§ Problem to solve
Gather every line of the records that contains the string "target", treating uppercase and lowercase letters as distinct.

▼

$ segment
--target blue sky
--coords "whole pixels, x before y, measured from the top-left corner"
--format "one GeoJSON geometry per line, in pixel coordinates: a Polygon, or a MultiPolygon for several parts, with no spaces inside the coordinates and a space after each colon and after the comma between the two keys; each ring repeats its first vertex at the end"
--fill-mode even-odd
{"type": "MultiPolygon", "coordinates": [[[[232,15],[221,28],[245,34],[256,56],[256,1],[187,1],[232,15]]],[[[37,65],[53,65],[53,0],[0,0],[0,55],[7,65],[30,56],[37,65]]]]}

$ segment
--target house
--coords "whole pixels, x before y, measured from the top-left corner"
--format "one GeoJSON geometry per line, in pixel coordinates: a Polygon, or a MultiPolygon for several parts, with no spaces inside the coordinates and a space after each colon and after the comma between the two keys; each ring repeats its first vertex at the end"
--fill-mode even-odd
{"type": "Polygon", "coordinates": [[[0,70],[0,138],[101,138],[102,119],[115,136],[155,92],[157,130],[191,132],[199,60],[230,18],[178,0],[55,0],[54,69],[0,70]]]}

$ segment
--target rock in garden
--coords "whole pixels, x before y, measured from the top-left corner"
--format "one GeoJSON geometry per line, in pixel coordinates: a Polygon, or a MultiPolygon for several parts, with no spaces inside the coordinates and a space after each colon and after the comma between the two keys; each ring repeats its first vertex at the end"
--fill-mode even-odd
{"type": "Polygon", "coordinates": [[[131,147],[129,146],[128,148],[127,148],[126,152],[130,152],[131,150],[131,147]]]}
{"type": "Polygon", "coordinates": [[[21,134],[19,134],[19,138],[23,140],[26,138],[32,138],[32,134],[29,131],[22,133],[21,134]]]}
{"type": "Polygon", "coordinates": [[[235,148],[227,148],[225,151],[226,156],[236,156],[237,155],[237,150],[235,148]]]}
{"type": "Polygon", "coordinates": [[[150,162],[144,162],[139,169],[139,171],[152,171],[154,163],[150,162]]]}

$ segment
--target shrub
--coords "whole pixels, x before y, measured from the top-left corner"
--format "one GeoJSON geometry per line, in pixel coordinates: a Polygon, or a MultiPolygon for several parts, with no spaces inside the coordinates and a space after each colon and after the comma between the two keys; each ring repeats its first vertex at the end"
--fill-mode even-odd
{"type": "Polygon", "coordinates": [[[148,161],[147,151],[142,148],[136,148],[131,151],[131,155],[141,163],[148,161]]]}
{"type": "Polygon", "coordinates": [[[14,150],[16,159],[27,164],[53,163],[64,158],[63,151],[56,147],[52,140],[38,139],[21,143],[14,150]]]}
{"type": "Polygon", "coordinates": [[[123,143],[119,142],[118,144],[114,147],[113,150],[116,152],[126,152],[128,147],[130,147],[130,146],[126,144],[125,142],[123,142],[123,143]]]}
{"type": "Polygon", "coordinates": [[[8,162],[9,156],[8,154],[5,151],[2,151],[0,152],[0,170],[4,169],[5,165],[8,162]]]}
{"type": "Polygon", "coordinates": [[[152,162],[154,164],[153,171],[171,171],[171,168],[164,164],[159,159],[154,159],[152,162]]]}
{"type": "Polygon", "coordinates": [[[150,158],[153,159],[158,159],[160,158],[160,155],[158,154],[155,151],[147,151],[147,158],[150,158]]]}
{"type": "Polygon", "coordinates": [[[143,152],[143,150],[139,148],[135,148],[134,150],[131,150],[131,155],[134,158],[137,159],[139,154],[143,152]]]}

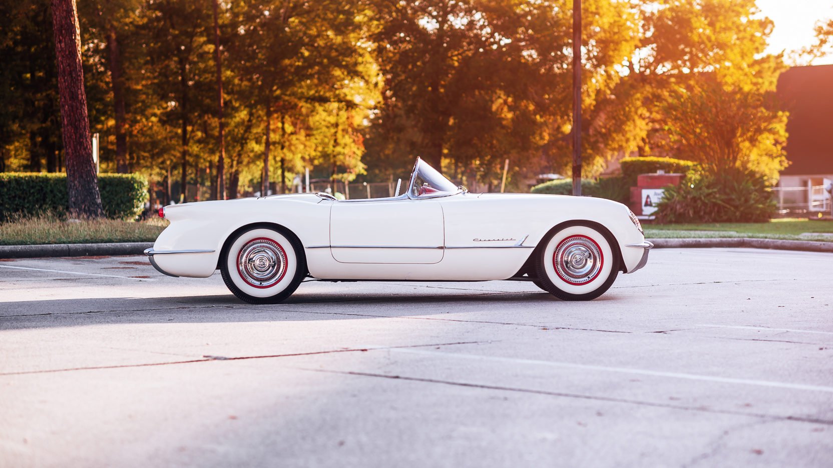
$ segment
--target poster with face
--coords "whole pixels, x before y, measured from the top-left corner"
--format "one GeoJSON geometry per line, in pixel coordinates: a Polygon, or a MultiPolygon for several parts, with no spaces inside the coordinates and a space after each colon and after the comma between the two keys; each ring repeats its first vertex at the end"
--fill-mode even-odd
{"type": "Polygon", "coordinates": [[[662,199],[661,188],[643,188],[642,189],[642,214],[652,215],[656,211],[656,203],[662,199]]]}

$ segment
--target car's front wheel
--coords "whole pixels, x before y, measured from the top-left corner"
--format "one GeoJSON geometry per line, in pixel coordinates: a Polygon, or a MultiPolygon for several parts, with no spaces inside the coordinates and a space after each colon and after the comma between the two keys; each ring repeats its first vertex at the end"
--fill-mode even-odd
{"type": "Polygon", "coordinates": [[[231,240],[221,254],[222,281],[252,304],[275,304],[289,297],[307,272],[303,246],[292,235],[252,227],[231,240]]]}
{"type": "Polygon", "coordinates": [[[551,232],[541,245],[536,262],[538,281],[541,289],[560,299],[596,299],[619,274],[612,237],[589,223],[577,222],[551,232]]]}

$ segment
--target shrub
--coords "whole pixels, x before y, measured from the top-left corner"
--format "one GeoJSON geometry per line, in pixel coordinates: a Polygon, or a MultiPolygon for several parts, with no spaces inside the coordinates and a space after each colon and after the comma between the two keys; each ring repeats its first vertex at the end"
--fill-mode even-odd
{"type": "Polygon", "coordinates": [[[636,187],[636,177],[640,174],[650,174],[657,171],[685,174],[697,167],[696,162],[691,161],[653,157],[626,157],[620,163],[622,177],[627,182],[627,187],[636,187]]]}
{"type": "MultiPolygon", "coordinates": [[[[98,191],[107,217],[134,219],[147,201],[147,180],[139,174],[99,174],[98,191]]],[[[13,215],[66,216],[68,200],[66,174],[0,172],[0,222],[13,215]]]]}
{"type": "Polygon", "coordinates": [[[666,187],[656,207],[660,222],[763,222],[776,208],[766,179],[741,170],[691,175],[666,187]]]}
{"type": "MultiPolygon", "coordinates": [[[[628,186],[622,177],[606,177],[596,181],[581,179],[581,195],[607,198],[624,203],[627,202],[630,193],[628,191],[628,186]]],[[[572,179],[560,179],[544,182],[533,187],[531,192],[571,195],[572,179]]]]}

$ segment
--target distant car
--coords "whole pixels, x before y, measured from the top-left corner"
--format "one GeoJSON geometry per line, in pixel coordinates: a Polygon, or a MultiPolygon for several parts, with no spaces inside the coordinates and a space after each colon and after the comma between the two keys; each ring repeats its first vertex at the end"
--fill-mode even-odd
{"type": "Polygon", "coordinates": [[[653,246],[621,203],[470,193],[418,158],[397,197],[293,193],[170,206],[159,215],[171,224],[145,251],[157,270],[202,278],[219,269],[228,289],[252,304],[280,302],[307,277],[531,281],[585,301],[619,271],[644,266],[653,246]]]}

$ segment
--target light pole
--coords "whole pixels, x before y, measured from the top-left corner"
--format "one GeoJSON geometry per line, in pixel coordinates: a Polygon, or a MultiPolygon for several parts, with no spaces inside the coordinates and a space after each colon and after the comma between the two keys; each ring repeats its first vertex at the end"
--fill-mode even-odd
{"type": "Polygon", "coordinates": [[[573,195],[581,195],[581,0],[573,0],[573,195]]]}

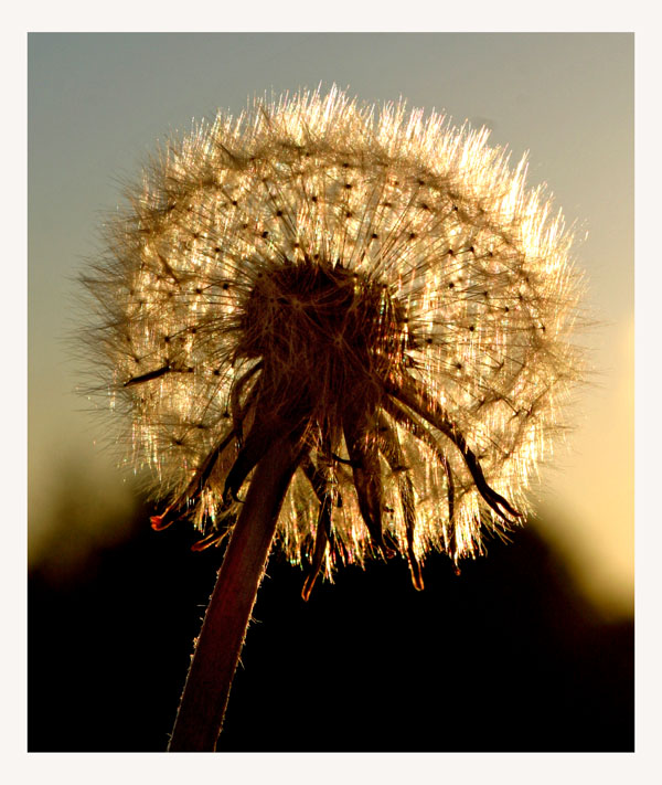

▲

§ The result
--target blue sky
--target house
--target rock in garden
--target shrub
--target poster with face
--target car's front wheel
--target shrub
--target distant car
--target light pole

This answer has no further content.